• [EXERCISE OBJECTIVE] Copy the lines exactly as they appear, starting with the first line of the records and ending with the line that contains "Question. The picture above shows the yellow snorkel.".
=== Section Start ===
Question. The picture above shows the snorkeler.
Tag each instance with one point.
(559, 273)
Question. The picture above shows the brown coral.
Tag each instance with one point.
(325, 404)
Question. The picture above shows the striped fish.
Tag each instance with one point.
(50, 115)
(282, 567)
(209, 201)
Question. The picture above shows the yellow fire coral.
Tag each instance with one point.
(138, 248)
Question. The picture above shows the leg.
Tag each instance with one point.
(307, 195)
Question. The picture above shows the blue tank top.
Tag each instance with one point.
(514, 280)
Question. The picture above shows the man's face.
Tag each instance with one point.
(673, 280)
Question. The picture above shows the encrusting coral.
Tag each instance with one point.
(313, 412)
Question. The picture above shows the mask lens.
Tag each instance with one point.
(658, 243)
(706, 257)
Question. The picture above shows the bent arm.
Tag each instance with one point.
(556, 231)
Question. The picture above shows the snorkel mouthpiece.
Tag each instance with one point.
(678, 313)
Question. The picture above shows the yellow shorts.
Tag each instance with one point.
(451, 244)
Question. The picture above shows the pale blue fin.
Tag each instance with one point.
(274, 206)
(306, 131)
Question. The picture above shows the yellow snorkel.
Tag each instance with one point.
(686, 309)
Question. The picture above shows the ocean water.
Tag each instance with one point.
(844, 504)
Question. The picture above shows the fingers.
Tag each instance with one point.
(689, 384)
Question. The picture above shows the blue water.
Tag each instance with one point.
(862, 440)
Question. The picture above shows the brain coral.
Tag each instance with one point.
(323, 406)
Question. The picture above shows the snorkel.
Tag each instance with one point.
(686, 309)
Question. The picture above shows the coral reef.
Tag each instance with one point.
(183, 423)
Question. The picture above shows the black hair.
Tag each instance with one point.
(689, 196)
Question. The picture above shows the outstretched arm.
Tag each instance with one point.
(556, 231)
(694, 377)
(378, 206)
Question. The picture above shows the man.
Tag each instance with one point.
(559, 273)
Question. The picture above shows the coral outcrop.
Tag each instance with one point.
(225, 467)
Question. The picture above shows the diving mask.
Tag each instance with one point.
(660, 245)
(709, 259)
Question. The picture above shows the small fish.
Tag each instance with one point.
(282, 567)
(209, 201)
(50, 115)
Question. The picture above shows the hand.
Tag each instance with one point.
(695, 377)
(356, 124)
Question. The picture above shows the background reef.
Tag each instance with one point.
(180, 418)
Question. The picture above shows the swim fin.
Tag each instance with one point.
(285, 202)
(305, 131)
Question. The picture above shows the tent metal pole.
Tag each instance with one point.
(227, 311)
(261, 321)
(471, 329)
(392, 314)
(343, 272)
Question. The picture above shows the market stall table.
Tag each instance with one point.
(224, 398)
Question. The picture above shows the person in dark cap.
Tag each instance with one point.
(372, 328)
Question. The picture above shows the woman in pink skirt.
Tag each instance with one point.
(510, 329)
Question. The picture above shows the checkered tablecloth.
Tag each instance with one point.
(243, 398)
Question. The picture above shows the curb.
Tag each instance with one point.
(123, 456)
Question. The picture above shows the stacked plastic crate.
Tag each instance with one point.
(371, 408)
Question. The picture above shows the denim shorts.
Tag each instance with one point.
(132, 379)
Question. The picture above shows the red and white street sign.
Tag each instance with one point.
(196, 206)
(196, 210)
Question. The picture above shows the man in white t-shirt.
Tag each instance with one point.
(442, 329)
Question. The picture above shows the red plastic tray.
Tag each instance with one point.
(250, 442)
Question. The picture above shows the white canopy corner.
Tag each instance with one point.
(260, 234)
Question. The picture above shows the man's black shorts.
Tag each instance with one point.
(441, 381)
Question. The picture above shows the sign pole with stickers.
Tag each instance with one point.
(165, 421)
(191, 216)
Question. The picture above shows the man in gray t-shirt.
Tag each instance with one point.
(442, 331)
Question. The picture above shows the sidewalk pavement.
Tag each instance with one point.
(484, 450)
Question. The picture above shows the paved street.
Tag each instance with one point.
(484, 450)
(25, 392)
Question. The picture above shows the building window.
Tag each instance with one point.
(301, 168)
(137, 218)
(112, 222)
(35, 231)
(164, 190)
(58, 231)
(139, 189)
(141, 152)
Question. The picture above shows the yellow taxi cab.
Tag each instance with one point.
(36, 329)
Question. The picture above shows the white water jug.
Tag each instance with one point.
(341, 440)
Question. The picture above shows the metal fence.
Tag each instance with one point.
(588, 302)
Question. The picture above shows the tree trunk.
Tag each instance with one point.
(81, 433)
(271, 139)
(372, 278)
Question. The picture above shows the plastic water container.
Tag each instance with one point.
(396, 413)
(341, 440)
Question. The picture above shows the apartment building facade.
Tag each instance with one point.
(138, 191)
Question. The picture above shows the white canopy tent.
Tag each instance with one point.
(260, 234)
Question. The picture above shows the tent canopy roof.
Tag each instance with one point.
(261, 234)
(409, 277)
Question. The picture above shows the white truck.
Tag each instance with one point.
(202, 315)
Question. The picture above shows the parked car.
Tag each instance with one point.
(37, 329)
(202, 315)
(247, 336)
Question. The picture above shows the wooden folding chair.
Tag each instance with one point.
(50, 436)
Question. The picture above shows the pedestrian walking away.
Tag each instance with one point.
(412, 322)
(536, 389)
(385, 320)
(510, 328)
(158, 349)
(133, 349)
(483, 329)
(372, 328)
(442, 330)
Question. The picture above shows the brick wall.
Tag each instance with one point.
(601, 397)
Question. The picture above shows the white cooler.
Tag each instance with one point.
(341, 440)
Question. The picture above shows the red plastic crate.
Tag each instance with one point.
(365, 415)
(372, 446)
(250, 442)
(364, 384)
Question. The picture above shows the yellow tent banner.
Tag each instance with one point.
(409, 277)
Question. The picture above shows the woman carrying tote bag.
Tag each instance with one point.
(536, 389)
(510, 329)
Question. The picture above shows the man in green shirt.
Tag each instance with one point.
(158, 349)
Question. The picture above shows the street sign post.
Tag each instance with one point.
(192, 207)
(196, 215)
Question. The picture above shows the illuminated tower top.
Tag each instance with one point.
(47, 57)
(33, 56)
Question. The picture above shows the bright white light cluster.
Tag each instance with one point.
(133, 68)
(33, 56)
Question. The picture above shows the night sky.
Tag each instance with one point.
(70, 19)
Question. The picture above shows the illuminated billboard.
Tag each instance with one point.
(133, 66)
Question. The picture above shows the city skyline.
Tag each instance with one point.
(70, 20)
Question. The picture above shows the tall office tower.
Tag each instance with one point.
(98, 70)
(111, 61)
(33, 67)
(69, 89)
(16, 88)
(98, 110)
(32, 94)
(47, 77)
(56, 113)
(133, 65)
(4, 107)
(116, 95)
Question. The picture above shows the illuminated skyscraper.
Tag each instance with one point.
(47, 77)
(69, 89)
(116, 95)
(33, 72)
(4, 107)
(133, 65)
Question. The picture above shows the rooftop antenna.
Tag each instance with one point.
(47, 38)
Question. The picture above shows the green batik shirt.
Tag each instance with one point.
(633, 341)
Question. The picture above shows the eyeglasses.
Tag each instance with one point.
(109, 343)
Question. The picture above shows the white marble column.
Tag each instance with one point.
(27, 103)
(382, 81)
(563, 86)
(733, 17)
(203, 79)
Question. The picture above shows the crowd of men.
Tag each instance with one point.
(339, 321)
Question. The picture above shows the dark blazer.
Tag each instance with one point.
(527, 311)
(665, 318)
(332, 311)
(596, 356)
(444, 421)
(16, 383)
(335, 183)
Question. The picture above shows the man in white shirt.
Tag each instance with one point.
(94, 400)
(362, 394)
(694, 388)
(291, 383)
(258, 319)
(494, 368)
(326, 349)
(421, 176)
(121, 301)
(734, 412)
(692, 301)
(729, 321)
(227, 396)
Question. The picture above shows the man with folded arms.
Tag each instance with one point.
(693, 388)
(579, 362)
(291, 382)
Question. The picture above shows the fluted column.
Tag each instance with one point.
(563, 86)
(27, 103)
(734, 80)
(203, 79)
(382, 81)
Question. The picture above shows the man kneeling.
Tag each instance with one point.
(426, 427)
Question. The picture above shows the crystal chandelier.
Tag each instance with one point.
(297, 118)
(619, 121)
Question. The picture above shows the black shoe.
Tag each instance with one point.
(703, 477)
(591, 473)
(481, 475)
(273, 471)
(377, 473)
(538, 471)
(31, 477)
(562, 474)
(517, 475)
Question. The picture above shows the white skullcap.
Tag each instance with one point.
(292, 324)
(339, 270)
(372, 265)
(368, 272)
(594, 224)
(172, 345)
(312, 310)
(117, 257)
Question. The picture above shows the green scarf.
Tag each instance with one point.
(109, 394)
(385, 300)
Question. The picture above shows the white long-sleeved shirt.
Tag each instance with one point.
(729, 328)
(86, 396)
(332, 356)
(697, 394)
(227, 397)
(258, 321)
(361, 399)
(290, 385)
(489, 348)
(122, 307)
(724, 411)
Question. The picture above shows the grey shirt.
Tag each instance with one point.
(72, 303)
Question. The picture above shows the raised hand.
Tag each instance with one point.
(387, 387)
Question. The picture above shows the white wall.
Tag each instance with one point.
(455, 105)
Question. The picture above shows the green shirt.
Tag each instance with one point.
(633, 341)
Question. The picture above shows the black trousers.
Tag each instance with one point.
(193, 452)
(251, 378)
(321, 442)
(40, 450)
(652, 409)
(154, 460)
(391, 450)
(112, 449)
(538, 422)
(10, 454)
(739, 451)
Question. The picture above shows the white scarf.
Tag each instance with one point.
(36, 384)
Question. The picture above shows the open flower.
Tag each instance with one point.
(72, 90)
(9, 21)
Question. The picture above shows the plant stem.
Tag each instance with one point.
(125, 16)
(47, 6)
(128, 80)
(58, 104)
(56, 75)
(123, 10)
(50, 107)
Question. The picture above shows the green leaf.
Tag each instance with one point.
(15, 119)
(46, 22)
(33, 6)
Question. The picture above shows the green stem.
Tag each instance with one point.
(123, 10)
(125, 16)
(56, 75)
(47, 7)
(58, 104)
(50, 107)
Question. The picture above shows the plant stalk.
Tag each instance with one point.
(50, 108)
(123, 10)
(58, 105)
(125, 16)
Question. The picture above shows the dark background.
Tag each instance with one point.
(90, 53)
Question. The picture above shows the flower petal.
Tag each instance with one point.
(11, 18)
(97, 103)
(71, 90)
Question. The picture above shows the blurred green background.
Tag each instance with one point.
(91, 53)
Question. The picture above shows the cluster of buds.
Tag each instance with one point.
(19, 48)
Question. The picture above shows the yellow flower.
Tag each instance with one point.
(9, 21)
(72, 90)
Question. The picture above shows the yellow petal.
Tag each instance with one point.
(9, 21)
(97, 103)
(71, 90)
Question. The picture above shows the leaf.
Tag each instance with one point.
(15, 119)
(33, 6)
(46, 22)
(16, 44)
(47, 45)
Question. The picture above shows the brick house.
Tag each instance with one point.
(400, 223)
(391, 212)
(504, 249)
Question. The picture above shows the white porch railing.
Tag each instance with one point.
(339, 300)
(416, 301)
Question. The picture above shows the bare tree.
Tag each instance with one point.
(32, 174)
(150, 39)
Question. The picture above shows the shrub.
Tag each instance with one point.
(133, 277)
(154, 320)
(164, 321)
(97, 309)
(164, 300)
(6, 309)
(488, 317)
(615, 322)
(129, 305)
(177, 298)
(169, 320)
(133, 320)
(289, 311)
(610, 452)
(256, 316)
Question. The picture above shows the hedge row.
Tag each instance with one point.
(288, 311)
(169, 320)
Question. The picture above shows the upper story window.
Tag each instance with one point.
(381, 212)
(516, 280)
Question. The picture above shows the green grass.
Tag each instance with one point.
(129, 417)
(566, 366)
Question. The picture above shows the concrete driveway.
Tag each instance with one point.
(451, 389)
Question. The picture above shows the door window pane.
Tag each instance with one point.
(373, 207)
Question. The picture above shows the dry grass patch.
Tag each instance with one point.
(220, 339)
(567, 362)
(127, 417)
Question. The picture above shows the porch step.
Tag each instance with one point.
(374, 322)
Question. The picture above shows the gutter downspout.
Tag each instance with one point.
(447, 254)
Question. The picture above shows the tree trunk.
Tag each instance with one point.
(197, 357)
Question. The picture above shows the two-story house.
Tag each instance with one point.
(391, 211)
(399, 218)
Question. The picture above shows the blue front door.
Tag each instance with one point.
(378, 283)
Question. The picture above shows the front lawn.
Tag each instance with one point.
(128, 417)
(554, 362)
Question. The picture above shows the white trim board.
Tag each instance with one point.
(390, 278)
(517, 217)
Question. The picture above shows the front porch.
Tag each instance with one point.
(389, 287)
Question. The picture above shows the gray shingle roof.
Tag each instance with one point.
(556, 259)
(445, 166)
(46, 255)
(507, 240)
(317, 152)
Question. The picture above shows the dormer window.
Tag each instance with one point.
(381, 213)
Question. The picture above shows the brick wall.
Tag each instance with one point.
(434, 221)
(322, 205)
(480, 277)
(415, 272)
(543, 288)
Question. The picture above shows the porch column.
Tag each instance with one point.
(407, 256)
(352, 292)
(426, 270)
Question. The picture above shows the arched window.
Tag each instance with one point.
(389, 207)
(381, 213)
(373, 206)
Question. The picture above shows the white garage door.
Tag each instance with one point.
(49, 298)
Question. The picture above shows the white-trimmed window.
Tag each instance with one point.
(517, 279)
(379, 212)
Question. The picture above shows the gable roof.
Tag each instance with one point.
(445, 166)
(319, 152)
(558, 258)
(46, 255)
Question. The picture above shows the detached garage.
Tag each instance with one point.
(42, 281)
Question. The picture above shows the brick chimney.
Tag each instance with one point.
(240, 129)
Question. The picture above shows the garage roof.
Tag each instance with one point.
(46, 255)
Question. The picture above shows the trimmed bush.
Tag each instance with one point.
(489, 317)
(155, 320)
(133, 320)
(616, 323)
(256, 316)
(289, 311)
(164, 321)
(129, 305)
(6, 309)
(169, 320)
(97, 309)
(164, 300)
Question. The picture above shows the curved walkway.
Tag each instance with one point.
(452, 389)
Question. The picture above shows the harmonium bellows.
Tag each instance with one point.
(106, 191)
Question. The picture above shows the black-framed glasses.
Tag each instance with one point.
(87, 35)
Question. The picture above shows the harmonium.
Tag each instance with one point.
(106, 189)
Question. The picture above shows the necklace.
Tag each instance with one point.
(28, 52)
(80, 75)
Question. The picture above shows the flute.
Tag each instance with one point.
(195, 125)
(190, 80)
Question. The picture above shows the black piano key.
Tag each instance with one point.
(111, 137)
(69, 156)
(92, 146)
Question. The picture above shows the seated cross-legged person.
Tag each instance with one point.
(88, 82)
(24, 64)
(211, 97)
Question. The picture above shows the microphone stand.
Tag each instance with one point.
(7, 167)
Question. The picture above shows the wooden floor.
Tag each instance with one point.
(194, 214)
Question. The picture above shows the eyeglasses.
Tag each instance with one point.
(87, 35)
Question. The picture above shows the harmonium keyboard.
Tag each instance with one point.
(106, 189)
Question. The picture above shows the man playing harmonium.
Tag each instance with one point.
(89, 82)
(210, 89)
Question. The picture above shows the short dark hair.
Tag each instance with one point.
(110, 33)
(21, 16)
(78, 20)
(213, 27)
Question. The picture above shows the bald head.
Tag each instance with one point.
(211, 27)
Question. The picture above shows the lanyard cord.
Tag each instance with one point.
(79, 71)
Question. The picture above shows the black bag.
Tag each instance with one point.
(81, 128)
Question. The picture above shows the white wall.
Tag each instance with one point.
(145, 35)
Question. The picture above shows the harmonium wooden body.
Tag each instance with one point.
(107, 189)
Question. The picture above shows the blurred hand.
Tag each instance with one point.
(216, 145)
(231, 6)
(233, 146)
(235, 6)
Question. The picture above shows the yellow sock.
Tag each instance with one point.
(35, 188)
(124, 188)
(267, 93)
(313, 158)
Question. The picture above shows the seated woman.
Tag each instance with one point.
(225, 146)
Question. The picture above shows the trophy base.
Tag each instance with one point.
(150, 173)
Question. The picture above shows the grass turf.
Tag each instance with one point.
=== Section End ===
• [SOLVED EXERCISE]
Question. The picture above shows the snorkeler.
Tag each instance with one point.
(559, 273)
Question. The picture above shows the brown coral.
Tag each instance with one point.
(325, 404)
Question. The picture above shows the striped fish.
Tag each instance with one point.
(50, 115)
(282, 567)
(209, 201)
Question. The picture above shows the yellow fire coral.
Tag each instance with one point.
(138, 248)
Question. The picture above shows the leg.
Tag each instance with one point.
(307, 195)
Question. The picture above shows the blue tank top.
Tag each instance with one point.
(514, 280)
Question. The picture above shows the man's face.
Tag each instance with one point.
(673, 280)
Question. The picture above shows the encrusting coral.
Tag each instance with one point.
(313, 412)
Question. The picture above shows the mask lens.
Tag each instance with one point.
(658, 243)
(706, 257)
Question. The picture above shows the bent arm.
Tag each instance with one point.
(556, 231)
Question. The picture above shows the snorkel mouthpiece.
Tag each instance with one point.
(678, 313)
Question. The picture above shows the yellow shorts.
Tag each instance with one point.
(451, 244)
Question. The picture above shows the pale blue fin.
Tag each instance with one point.
(274, 206)
(306, 131)
Question. The picture above shows the yellow snorkel.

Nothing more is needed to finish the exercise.